Quellenauszug:
Liebe Genossinnen und Genossen,

Wir Westlandesvorsitzenden sind uns in einem einig: kein Flügel der Linkspartei – ob rechts, links oder Mitte – ist gegenwärtig gut beraten, auf das echte Gegengewicht der Andersdenkenden - und dies trifft auch auf den Bundesverband der WASG zu! – zu verzichten. Da ich nicht selbst kandidieren möchte, will ich hier umso pointierter für mehr Ausgewogenheit streiten.
Immerhin: nahezu alle, die aus verschiedensten reformorientierten, marxistischen oder sogar zentristischen Strömungen der Sozialdemokratie in den letzten zehn Jahren in die PDS, bzw. Linkspartei, gekommen waren, fanden sich – meist  unversehens, irritiert und ungewollt – schließlich auf dem linken Flügel der „neuen“ Partei wieder. Und zwar: ganz ohne nun kommunistische oder andere radikale Ideale übernommen zu haben.

Gespeicherte Datensätze:
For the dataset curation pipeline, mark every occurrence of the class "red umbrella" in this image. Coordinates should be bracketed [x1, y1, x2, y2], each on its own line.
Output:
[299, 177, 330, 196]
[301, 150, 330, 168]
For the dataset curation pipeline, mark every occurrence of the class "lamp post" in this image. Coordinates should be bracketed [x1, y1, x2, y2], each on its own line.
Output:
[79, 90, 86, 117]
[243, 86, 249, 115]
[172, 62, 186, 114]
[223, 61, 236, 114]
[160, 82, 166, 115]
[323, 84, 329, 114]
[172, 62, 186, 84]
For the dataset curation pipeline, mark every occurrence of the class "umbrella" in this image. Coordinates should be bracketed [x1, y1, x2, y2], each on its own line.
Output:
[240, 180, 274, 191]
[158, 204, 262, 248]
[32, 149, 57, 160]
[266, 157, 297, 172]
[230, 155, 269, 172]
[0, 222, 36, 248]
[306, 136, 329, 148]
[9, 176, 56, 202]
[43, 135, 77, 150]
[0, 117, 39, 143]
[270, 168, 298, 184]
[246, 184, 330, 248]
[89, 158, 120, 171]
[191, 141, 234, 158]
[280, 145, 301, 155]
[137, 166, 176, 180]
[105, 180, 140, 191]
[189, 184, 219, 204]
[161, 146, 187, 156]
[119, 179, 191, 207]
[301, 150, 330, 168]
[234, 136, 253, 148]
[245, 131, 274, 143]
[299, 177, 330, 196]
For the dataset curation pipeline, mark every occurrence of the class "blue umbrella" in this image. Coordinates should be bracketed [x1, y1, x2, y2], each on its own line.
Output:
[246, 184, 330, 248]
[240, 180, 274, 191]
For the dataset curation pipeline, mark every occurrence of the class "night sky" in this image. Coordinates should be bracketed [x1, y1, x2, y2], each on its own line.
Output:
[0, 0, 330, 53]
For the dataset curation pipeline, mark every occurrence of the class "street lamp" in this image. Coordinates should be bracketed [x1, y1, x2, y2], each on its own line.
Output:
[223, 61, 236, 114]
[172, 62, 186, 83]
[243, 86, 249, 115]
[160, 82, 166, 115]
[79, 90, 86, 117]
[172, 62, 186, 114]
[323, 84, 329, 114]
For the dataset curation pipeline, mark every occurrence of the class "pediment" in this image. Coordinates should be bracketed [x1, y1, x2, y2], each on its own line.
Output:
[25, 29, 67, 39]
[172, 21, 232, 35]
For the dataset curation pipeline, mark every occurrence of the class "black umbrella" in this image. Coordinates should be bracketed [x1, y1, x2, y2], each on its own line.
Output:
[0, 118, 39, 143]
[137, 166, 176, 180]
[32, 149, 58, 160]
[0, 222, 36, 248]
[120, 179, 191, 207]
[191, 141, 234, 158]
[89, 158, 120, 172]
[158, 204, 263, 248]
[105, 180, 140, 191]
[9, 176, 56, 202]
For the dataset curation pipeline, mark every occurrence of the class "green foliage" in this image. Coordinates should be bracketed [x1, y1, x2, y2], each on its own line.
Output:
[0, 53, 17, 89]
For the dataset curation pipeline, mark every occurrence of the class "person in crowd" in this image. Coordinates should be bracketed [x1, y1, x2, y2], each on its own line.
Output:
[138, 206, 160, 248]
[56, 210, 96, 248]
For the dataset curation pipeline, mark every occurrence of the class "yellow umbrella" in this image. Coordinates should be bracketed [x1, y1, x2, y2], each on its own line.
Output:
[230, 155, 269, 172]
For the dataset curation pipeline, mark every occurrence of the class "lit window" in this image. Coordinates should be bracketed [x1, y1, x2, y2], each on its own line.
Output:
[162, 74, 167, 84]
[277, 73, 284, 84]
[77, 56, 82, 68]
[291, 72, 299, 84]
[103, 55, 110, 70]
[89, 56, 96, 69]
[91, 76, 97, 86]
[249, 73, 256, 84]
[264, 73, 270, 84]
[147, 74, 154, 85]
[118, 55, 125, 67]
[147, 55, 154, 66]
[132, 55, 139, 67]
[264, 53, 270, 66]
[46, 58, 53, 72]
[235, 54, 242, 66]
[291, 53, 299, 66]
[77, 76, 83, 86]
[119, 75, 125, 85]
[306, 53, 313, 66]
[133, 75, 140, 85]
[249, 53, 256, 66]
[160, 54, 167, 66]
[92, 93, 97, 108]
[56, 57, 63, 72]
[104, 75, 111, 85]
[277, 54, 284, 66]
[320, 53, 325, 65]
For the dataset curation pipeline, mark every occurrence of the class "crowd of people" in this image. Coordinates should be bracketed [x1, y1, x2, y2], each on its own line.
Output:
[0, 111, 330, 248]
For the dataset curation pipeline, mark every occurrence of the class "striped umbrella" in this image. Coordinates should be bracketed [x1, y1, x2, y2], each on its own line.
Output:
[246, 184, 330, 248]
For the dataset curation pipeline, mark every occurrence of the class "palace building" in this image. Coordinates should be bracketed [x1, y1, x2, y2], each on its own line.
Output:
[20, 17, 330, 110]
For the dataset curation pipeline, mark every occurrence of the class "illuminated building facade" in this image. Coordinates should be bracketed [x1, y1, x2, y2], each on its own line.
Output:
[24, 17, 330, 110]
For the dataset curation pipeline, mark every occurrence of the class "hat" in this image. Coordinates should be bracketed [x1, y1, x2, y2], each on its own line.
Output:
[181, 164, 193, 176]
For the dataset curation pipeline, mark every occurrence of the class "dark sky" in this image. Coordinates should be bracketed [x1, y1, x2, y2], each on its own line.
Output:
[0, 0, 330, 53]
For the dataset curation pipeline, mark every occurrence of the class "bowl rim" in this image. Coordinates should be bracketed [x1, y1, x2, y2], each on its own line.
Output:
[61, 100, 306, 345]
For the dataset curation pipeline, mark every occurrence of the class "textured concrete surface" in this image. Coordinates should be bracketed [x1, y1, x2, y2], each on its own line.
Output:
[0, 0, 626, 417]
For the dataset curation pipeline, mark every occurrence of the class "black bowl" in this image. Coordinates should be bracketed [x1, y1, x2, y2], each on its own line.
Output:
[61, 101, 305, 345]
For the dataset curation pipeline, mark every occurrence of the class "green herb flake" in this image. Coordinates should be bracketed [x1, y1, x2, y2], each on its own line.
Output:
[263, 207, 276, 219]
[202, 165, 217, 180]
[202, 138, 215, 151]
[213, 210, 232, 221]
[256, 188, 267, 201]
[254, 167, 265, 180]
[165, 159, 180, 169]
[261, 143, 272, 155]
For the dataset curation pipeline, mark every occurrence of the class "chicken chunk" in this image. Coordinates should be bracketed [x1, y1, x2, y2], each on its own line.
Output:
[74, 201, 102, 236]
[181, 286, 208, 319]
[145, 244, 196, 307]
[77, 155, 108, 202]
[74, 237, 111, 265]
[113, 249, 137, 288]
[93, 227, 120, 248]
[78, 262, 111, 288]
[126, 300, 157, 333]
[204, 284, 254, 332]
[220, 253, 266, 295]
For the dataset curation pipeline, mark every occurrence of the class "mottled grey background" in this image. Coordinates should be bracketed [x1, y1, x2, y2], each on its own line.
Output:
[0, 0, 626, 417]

Aufgabe: Führe den Brief über die Flügel der Linkspartei im Anschluss an seinen letzten Satz weiter. Die Datensätze sind eigenständiges Material und gehören nicht zum Brief.

Erwartete Antwort:
Mit der Kandidaturverweigerung nahezu aller etablierter PDS-Funktionsträger auf dem Geraer Parteitag kam es zu einem unausgewogenen Parteivorstand, den ich nun oft genug, auch für uns Ex-SPD-Linke, selbstkritisch bewertet habe. Danach schlug das Pendel aber in ein mindest ebenso ungutes Extrem! Dies geschieht – im Unterschied zu den Schwächen des „Geraer Vorstands“ - aber weitgehend unbemerkt, weil der Führungsapparat die allermeisten innerparteilichen Kommunikationsmittel wie Goldstaub hütet und einseitig einsetzt. Und auch, weil die Konzernmedien für Regierungstreue stets dogmatisch das Attribut „pragmatisch“ bereithalten.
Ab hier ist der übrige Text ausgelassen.